Reading passage:

---

Please the see attached files for the complete error messages from DeepStream and trtexec. I’ve included the most relevant part of the error message from trtexec below for your convenience:

(Running trtexec)
[6] Invalid Node - /transform/Pad
[shuffleNode.cpp::symbolicExecute::392] Error Code 4: Internal Error (/transform/Reshape: IShuffleLayer applied to shape tensor must
have 0 or 1 reshape dimensions: dimensions were [-1,2])

deepstream_error.txt (2.9 KB)

trtexec_error.txt (41.3 KB)

Hello,
The failure happens in trtexec, let’s move this topic to TensorRT forum for better service, thanks.

Hi,

Are you facing the same error on latest TensorRT version 8.5.2?

Thank you.

Hello, I didn’t want to try TensorRT 8.5.2 because I’m using DeepStream 6.1.1; DeepStream 6.1.1 comes packaged with TensorRT 8.4.1. I’m not sure if an engine file created by TensorRT 8.5.2 would work with DeepStream 6.1.1. Please let me know if I am mistaken. Thank you.

Could you please share with us the minimal issue repro ONNX model here or via DM for better debugging.

---

Data provided:
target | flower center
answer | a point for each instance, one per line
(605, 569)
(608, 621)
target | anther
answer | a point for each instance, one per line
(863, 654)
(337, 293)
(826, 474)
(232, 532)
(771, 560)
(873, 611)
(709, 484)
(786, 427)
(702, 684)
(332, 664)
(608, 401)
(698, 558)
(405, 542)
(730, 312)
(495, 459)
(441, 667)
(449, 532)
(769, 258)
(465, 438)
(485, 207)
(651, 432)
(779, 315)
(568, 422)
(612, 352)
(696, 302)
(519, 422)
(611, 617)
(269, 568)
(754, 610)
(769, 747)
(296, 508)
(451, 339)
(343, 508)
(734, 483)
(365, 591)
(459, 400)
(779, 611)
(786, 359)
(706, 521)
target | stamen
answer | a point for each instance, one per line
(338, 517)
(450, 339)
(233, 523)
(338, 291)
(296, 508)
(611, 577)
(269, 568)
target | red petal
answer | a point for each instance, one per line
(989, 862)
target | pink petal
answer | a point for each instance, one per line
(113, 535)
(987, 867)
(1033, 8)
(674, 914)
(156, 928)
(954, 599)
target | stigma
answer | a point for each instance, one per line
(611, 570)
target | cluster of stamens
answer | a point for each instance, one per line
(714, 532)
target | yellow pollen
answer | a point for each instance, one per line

---

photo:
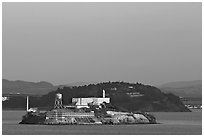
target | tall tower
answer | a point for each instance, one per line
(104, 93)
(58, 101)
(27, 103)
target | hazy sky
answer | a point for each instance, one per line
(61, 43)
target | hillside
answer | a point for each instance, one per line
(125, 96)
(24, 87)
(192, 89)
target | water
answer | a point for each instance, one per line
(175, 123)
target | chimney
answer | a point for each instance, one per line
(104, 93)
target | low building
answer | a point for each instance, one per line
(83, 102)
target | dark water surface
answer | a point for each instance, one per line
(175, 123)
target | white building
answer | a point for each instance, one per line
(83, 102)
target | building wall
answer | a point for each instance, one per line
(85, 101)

---

Exercises to complete:
a – Rewrite the forum thread between "(Running trtexec)" and "better service, thanks.", inclusive, substituting "TensorRT board" for "TensorRT forum".
b – Name every software version number mentioned in the forum thread, together with the product it belongs to.
c – What file size does the forum thread give for trtexec_error.txt?
The lines in the two blocks play no part in any task.

Answers to the problems:
a –
(Running trtexec)
[6] Invalid Node - /transform/Pad
[shuffleNode.cpp::symbolicExecute::392] Error Code 4: Internal Error (/transform/Reshape: IShuffleLayer applied to shape tensor must
have 0 or 1 reshape dimensions: dimensions were [-1,2])

deepstream_error.txt (2.9 KB)

trtexec_error.txt (41.3 KB)

Hello,
The failure happens in trtexec, let’s move this topic to TensorRT board for better service, thanks.

b – TensorRT 8.5.2, DeepStream 6.1.1, TensorRT 8.4.1

c – 41.3 KB